> _WHAT IS ASKED_: Rewrite the rows starting with the line containing "stack of white" and going on through the line containing "654 800 924 892", with the requests left as they are. Add 75 to each bounding-box coordinate in the answers.
** START GIVEN RECORDS **
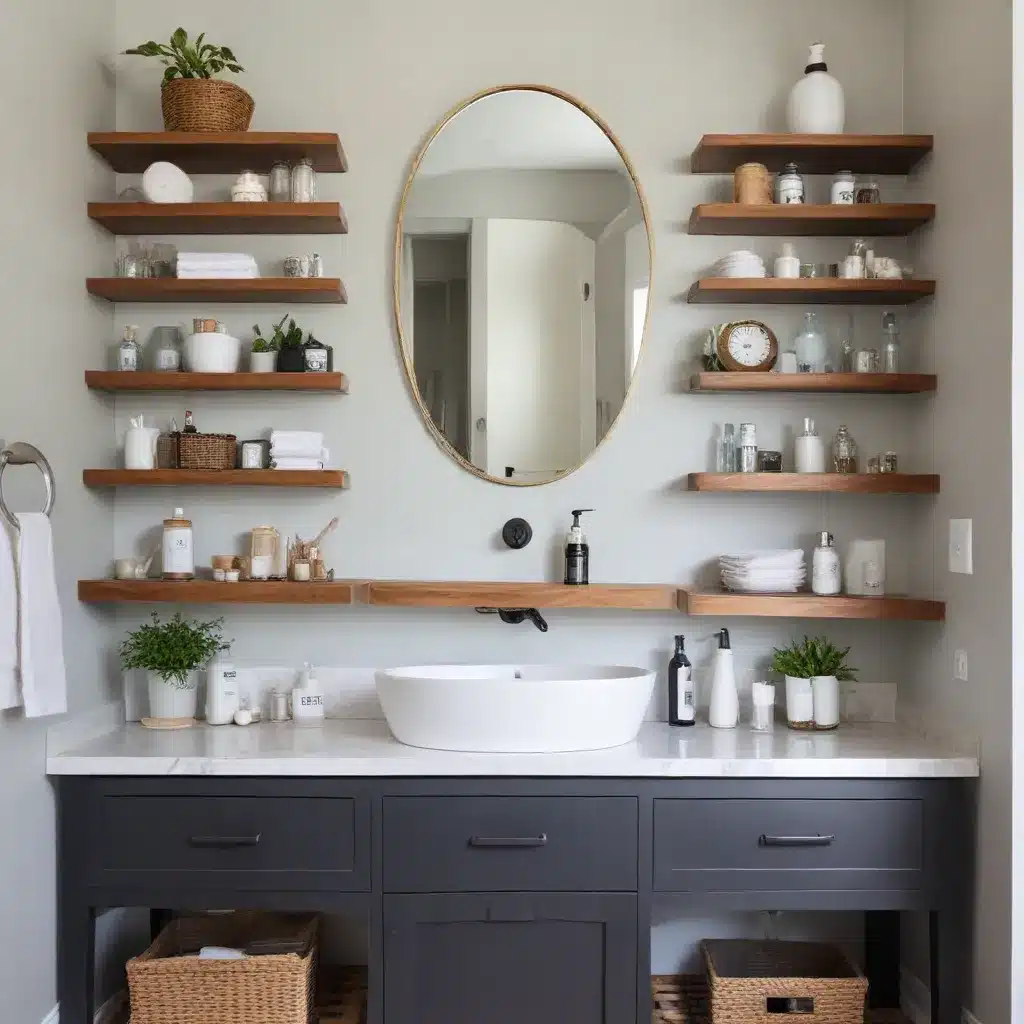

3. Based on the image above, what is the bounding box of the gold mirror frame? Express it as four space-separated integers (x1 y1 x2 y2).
393 85 654 487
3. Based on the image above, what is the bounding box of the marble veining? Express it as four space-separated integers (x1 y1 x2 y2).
46 720 979 778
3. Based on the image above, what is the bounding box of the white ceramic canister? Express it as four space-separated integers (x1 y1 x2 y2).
162 509 196 580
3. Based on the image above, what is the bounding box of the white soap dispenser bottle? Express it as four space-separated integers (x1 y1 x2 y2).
708 629 739 729
785 43 846 135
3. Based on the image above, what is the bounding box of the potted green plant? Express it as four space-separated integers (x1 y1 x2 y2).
771 636 857 729
124 29 254 131
249 324 280 374
121 611 230 720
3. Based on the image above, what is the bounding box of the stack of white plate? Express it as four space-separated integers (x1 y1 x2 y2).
711 249 768 278
719 548 807 594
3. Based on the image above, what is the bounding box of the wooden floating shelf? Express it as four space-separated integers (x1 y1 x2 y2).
690 373 938 394
679 590 946 623
85 278 348 305
690 133 934 174
689 203 935 238
89 131 348 174
85 370 348 394
78 580 358 604
366 580 678 611
686 278 935 306
686 473 939 495
82 469 348 490
89 203 348 234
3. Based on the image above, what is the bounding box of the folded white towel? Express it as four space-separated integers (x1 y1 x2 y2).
15 512 68 718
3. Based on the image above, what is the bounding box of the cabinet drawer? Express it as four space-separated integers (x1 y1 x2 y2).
91 796 370 890
384 797 637 893
654 800 924 892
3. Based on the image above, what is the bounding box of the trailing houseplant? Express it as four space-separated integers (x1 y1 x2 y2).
121 611 230 719
124 28 254 131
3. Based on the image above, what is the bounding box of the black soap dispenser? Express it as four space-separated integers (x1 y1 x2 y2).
669 636 696 725
565 509 594 587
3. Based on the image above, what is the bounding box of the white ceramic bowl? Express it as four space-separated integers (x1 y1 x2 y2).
184 331 242 374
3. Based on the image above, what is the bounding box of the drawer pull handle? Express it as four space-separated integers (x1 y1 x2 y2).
469 833 548 850
188 833 260 850
758 836 836 846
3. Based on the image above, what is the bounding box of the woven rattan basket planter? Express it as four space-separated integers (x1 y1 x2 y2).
700 939 867 1024
160 78 255 131
126 910 316 1024
178 433 239 469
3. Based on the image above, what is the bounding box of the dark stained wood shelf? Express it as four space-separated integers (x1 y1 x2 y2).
689 203 935 238
690 373 938 394
85 278 348 305
686 278 935 306
82 469 348 489
679 589 946 623
366 580 677 611
89 203 348 234
85 370 348 394
686 473 939 495
690 133 934 174
78 580 359 604
89 131 348 174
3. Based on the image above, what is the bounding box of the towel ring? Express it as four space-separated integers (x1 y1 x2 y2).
0 441 57 529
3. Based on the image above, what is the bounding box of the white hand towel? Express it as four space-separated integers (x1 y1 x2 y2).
15 512 68 718
0 517 22 710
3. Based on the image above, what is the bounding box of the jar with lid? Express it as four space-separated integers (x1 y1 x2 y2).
833 424 857 473
292 157 316 203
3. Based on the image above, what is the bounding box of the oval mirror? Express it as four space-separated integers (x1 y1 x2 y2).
394 86 651 485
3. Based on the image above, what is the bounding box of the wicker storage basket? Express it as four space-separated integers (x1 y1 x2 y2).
160 78 255 131
178 433 239 469
700 939 867 1024
126 910 316 1024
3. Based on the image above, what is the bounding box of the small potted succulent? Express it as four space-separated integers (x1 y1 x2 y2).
124 29 254 131
771 636 857 729
121 611 230 721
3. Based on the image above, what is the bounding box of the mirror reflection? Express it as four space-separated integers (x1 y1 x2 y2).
395 88 650 484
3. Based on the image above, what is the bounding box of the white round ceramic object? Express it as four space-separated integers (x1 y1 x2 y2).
142 160 195 203
184 331 242 374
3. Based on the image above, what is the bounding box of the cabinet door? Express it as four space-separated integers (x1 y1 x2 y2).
384 893 637 1024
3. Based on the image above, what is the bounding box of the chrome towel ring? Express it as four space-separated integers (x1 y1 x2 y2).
0 441 57 529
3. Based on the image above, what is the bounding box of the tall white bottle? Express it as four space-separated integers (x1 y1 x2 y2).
785 43 846 135
708 629 739 729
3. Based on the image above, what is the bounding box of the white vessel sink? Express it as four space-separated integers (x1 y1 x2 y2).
377 665 654 754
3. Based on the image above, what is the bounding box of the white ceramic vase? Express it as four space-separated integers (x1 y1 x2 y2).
785 43 846 135
146 672 199 718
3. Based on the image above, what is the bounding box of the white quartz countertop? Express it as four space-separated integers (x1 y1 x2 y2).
46 719 978 778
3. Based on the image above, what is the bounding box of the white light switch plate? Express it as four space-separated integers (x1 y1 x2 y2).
949 519 974 575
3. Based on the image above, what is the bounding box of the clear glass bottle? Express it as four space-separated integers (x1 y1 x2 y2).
833 423 857 473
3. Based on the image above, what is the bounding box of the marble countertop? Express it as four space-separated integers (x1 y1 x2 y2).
46 719 979 778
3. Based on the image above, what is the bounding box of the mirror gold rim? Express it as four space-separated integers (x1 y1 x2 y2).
393 84 654 487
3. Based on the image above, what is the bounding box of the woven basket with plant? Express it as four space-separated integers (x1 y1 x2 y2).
125 29 254 131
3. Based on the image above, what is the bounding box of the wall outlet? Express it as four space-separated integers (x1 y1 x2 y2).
949 519 974 575
953 650 968 683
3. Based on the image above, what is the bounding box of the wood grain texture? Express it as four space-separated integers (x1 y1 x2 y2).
85 278 348 304
686 278 935 306
686 473 939 495
679 588 946 623
690 373 938 394
366 580 677 611
689 203 935 238
85 370 348 394
89 131 348 174
82 469 348 490
89 203 348 234
78 580 357 604
690 133 934 174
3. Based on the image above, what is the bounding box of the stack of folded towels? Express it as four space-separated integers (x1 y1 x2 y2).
270 430 331 469
178 253 259 280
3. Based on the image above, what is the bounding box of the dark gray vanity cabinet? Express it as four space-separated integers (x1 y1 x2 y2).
384 893 637 1024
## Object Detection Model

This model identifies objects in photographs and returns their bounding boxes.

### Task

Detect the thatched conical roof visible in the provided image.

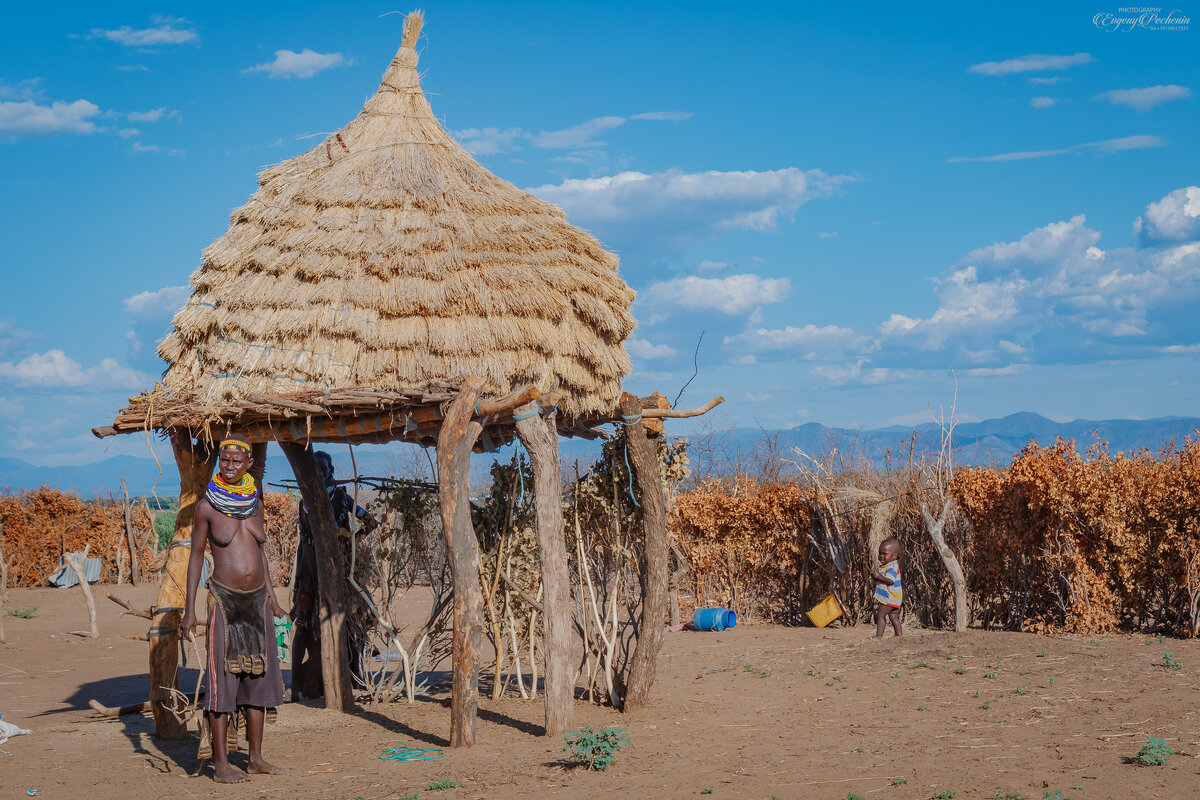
[158,13,634,416]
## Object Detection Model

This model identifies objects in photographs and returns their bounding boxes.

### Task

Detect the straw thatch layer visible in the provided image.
[158,14,634,416]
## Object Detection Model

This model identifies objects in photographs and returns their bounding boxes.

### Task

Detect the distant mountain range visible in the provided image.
[0,411,1200,497]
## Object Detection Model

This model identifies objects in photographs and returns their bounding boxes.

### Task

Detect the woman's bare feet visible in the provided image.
[212,762,247,783]
[246,758,286,775]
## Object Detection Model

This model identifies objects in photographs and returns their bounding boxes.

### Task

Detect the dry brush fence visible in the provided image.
[0,487,299,588]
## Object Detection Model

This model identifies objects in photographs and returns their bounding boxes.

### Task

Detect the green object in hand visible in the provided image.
[274,616,292,663]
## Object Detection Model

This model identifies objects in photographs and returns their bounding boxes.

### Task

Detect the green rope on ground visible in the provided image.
[379,745,442,762]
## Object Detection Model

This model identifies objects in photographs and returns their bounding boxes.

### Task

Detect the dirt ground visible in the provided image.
[0,587,1200,800]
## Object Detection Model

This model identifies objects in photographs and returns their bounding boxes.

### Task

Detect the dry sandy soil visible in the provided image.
[0,587,1200,800]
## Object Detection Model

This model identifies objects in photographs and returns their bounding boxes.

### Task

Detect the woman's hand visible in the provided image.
[179,609,196,642]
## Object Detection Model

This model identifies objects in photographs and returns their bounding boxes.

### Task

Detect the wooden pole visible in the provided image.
[620,392,671,711]
[149,431,216,739]
[280,441,354,711]
[438,378,484,747]
[118,475,138,587]
[62,542,100,639]
[0,523,17,644]
[514,402,575,736]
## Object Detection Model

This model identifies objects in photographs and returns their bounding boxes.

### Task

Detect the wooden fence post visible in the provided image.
[438,378,484,747]
[150,431,215,739]
[620,392,670,711]
[118,475,138,587]
[514,401,575,736]
[280,441,354,711]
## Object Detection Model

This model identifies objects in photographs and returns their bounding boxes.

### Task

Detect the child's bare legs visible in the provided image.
[208,711,246,783]
[872,603,904,639]
[246,705,283,775]
[875,603,888,639]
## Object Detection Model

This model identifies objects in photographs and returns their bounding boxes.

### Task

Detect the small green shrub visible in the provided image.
[1136,734,1175,766]
[154,511,176,552]
[563,724,630,770]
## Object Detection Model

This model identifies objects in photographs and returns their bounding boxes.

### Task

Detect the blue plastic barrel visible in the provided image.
[691,608,738,631]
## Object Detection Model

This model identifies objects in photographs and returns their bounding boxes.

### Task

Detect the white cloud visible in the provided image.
[625,339,678,360]
[122,285,192,317]
[242,47,348,78]
[1096,84,1192,112]
[946,134,1166,164]
[725,324,876,360]
[0,100,100,138]
[878,194,1200,359]
[125,106,182,122]
[1133,186,1200,246]
[967,53,1094,76]
[809,359,920,386]
[643,275,792,314]
[0,350,149,391]
[528,167,854,253]
[1026,76,1070,86]
[88,14,200,47]
[450,128,529,156]
[533,116,625,150]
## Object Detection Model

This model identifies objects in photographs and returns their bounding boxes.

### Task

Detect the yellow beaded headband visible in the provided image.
[218,439,250,455]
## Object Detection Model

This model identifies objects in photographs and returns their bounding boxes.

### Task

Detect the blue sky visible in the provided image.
[0,2,1200,464]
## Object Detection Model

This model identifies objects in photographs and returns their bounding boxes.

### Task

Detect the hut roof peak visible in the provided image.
[129,11,634,431]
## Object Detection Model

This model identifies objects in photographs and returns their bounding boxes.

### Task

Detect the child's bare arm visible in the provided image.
[871,570,895,587]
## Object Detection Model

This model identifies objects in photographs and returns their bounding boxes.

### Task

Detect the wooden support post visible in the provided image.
[620,392,670,711]
[62,542,100,639]
[280,441,354,711]
[514,402,575,736]
[438,378,484,747]
[0,523,17,644]
[118,475,138,587]
[150,431,216,739]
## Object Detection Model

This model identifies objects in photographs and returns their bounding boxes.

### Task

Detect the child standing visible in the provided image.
[871,536,904,639]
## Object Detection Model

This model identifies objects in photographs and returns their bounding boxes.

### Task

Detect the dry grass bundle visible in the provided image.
[144,12,634,429]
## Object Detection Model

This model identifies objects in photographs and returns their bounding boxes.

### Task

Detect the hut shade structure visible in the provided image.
[130,13,634,438]
[94,12,720,745]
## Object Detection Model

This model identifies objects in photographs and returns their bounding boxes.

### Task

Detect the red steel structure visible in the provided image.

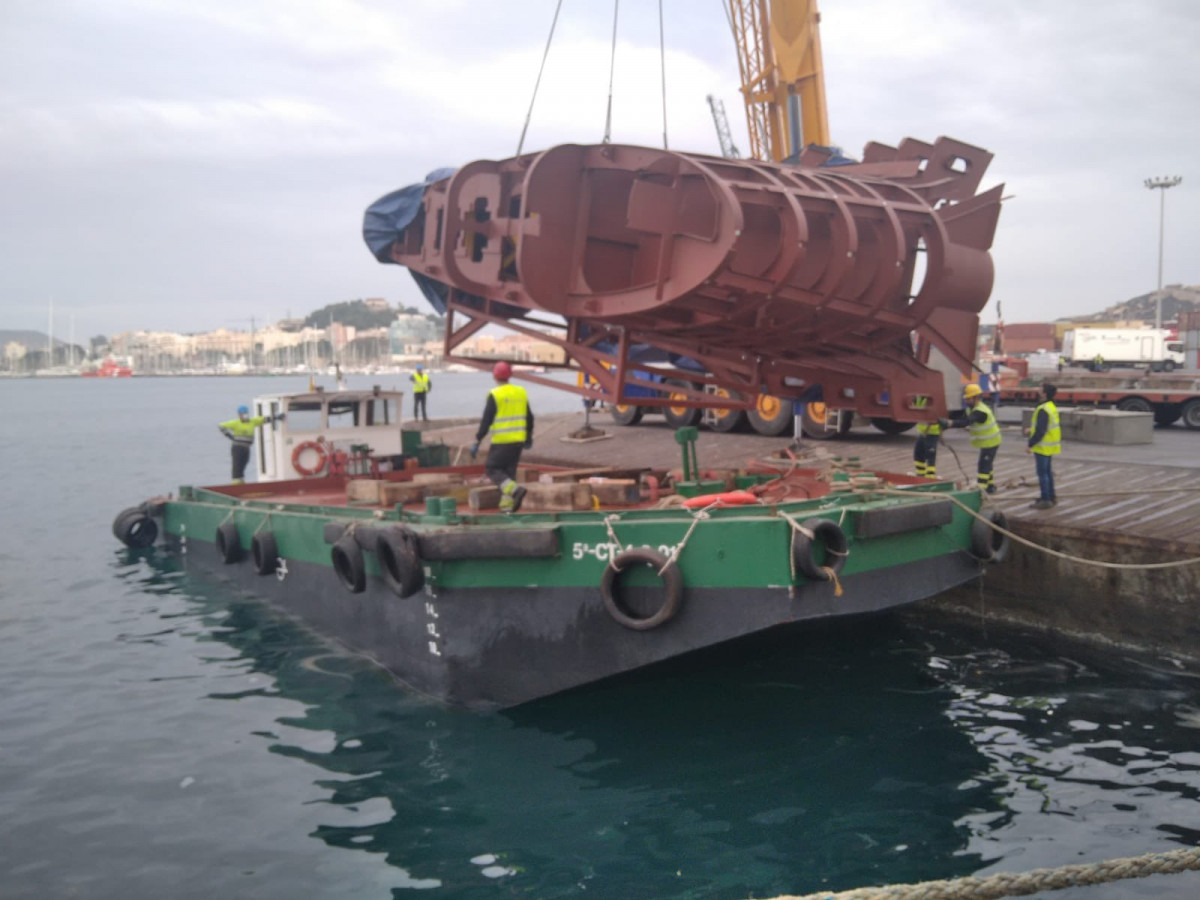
** END GIVEN RECORDS **
> _FULL RESPONSE_:
3. Based on the image above, what is the bounding box of the stack of white plate? Express it as four space-separated integers (x1 y1 x2 y2).
786 324 843 353
794 623 882 669
3. Based on the image above, what is the bounding box of the wooden floating shelf? Express it as four space-separated integers (x1 y1 x2 y2).
765 448 1013 469
754 665 1021 698
160 353 423 380
765 208 1009 249
764 278 1010 313
164 206 423 249
160 445 423 469
153 655 433 679
441 655 753 686
761 353 1010 381
761 548 1014 570
157 544 423 565
164 278 423 309
3. Based on the image above, what is the bounding box of the folded white towel? Express it as four space-separated integers (x1 y1 x2 y2).
90 587 143 793
3. Based on the image above, what is the bounding box of the cabinet drawer? Express it as four space-separated integers (x1 y1 x2 y2).
166 871 445 965
459 872 712 968
729 875 999 967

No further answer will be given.